Work item: Copy each line of the records that holds the string "below".

Records for this task:

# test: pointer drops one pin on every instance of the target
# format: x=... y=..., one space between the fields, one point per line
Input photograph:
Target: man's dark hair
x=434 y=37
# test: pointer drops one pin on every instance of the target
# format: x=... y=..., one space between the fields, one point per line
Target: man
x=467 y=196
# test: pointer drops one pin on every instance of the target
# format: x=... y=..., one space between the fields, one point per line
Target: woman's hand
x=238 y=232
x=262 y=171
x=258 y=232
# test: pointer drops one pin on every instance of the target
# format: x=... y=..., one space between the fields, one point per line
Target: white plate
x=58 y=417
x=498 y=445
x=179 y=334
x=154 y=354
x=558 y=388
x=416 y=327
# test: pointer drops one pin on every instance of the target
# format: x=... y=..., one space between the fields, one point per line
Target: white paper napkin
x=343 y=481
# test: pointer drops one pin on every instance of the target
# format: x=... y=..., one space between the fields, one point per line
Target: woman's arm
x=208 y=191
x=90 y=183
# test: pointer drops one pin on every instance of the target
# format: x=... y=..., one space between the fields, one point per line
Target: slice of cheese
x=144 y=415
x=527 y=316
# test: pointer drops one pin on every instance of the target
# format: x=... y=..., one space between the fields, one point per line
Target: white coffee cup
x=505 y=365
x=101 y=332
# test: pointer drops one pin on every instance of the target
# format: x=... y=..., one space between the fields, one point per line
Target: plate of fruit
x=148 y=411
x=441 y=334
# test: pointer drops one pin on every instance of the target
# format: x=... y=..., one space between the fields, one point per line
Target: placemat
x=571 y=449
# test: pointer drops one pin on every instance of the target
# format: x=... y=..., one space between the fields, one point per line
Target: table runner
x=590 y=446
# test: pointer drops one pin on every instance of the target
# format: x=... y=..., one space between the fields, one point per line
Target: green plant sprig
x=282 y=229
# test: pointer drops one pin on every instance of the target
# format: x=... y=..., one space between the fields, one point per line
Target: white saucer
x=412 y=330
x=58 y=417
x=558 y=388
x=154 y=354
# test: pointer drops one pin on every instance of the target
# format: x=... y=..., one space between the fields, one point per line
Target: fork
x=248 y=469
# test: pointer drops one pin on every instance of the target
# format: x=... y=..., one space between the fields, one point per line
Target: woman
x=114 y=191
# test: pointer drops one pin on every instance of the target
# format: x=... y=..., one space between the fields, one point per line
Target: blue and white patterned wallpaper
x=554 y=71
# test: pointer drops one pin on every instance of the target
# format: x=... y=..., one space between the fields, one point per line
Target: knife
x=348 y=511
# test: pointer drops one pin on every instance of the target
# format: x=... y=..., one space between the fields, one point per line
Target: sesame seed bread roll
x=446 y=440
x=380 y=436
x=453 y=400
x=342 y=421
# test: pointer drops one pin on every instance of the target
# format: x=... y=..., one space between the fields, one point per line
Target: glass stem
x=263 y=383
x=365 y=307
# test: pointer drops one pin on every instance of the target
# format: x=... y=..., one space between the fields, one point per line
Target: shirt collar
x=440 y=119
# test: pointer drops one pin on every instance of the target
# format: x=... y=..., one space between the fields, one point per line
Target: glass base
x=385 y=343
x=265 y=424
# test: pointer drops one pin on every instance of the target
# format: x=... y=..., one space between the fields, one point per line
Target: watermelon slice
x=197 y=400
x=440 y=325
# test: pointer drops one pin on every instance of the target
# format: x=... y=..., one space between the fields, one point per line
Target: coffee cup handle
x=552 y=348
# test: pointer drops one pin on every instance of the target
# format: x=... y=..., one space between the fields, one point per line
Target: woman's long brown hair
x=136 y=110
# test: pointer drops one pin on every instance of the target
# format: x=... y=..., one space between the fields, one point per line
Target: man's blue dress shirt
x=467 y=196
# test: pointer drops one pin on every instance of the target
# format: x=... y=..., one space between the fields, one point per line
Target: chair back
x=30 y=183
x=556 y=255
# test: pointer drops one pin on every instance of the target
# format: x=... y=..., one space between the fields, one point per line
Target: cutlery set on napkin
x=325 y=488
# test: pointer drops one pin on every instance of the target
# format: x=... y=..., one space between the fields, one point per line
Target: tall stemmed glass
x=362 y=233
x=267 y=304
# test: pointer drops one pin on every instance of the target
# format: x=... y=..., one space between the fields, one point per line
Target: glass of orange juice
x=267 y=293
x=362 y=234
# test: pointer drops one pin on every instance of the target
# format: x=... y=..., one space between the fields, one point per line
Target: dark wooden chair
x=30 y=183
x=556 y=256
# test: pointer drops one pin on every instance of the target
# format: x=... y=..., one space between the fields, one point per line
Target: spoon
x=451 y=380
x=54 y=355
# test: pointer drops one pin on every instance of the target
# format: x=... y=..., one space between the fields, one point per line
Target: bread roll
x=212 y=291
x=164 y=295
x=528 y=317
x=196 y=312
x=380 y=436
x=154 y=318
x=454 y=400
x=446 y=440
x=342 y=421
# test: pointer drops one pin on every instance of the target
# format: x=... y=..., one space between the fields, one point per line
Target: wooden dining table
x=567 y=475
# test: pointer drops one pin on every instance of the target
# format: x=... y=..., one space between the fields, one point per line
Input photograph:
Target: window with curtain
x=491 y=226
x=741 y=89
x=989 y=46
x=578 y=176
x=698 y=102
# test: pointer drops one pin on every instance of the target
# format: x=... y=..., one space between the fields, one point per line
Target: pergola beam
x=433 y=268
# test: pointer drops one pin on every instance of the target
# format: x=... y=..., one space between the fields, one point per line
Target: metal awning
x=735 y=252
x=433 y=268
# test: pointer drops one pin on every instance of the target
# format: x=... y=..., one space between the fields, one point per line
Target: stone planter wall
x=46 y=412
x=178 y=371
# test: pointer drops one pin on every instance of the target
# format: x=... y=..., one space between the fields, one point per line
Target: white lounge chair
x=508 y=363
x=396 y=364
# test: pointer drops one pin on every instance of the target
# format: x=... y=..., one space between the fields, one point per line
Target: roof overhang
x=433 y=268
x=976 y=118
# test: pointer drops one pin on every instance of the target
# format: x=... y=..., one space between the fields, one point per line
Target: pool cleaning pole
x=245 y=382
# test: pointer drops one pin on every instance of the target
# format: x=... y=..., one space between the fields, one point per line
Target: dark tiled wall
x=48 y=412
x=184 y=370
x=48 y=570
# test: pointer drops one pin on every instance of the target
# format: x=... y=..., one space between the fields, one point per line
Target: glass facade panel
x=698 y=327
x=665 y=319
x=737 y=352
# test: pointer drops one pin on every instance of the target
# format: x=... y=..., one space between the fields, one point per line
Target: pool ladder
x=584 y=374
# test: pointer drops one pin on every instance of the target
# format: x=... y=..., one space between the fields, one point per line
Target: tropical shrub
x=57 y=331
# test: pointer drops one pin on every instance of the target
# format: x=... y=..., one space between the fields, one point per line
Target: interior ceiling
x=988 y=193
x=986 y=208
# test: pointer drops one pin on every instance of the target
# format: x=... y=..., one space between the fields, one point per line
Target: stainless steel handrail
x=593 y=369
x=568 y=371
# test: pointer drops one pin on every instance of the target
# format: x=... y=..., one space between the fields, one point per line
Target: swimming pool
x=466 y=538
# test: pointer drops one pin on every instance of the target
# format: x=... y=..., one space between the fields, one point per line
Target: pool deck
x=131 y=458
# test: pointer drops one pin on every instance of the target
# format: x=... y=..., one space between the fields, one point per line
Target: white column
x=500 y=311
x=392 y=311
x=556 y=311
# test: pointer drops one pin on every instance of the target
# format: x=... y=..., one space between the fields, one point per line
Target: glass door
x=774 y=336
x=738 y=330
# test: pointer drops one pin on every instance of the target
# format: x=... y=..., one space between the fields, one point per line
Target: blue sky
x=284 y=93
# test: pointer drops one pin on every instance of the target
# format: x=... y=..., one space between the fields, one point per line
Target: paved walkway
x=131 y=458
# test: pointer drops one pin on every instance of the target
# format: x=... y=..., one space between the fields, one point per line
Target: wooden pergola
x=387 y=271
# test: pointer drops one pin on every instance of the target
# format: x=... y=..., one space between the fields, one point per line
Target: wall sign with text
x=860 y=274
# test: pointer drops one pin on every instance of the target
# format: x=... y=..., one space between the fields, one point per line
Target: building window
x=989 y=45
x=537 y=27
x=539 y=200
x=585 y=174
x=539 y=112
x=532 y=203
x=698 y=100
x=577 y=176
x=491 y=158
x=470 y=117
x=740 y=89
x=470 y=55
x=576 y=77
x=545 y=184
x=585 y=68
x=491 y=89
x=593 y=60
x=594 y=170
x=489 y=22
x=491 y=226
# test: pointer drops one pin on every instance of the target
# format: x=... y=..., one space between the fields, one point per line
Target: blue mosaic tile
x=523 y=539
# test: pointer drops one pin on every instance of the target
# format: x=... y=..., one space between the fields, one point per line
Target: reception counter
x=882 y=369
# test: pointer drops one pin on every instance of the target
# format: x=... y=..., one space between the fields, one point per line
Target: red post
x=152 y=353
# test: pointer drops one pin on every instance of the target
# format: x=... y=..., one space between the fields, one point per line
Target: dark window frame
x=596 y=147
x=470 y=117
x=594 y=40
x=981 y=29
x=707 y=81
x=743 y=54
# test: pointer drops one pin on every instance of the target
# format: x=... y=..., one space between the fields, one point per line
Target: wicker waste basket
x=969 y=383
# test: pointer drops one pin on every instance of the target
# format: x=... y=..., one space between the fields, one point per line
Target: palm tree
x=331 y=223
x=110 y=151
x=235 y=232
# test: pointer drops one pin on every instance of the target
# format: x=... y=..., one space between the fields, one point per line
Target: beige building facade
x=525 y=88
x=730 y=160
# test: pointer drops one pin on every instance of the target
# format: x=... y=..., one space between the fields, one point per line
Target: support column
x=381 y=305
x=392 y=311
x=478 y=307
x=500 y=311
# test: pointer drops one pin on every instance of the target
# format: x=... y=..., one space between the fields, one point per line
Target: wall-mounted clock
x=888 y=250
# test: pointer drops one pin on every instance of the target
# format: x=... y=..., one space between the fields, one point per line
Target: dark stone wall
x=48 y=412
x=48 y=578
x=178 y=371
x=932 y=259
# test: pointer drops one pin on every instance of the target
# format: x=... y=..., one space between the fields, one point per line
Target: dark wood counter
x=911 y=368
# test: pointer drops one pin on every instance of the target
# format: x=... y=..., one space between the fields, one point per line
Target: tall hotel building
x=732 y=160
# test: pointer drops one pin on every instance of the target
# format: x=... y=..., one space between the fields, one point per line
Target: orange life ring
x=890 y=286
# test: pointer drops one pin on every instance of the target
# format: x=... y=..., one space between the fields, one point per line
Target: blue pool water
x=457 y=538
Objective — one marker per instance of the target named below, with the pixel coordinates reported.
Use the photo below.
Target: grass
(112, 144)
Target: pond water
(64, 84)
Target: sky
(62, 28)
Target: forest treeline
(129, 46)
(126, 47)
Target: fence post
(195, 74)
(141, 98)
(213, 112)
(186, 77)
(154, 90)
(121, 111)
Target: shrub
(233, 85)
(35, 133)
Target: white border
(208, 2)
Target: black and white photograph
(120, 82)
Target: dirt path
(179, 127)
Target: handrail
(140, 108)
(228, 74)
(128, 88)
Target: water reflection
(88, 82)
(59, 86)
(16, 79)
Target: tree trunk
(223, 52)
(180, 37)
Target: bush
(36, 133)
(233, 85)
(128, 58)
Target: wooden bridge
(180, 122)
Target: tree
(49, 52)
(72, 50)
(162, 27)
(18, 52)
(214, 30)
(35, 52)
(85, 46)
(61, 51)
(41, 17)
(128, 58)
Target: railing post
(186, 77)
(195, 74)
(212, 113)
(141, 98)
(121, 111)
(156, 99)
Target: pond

Your response:
Objective — one marker per instance of the target named below, with the pixel coordinates reported.
Use the photo below.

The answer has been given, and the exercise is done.